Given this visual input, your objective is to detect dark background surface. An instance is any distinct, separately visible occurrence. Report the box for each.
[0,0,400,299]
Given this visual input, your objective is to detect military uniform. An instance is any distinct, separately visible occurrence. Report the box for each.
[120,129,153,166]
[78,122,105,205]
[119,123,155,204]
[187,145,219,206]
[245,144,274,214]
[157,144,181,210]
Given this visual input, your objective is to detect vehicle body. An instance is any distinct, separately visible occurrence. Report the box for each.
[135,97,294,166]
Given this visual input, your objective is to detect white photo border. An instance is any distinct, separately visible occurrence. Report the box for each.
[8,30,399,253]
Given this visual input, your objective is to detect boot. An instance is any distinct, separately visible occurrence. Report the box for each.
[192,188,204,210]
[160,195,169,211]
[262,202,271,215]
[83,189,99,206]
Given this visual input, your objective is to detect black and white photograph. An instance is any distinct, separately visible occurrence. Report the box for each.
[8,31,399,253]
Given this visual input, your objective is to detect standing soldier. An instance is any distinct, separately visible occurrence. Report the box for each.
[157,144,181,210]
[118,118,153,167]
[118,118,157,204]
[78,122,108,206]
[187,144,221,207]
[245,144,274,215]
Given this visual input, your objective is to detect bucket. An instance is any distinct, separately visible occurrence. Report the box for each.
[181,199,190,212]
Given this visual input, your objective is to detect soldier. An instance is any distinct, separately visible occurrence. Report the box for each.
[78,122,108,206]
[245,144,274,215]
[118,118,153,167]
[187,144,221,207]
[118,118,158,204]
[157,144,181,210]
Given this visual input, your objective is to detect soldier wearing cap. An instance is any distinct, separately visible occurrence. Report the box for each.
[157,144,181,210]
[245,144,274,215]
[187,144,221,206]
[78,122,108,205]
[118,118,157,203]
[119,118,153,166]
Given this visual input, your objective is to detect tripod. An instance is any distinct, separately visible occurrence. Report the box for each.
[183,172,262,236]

---+---

#### REQUIREMENTS:
Starting at the line with "Given this visual input, your objective is to detect tripod." and running through the end of the items, write those lines out again, requests included, and shift every box coordinate in the answers by -29.

#### RESPONSE TO THIS TASK:
Given this visual input, your objective is to detect tripod. An instance is any distinct, separately visible occurrence. Report the box for each.
[154,143,233,207]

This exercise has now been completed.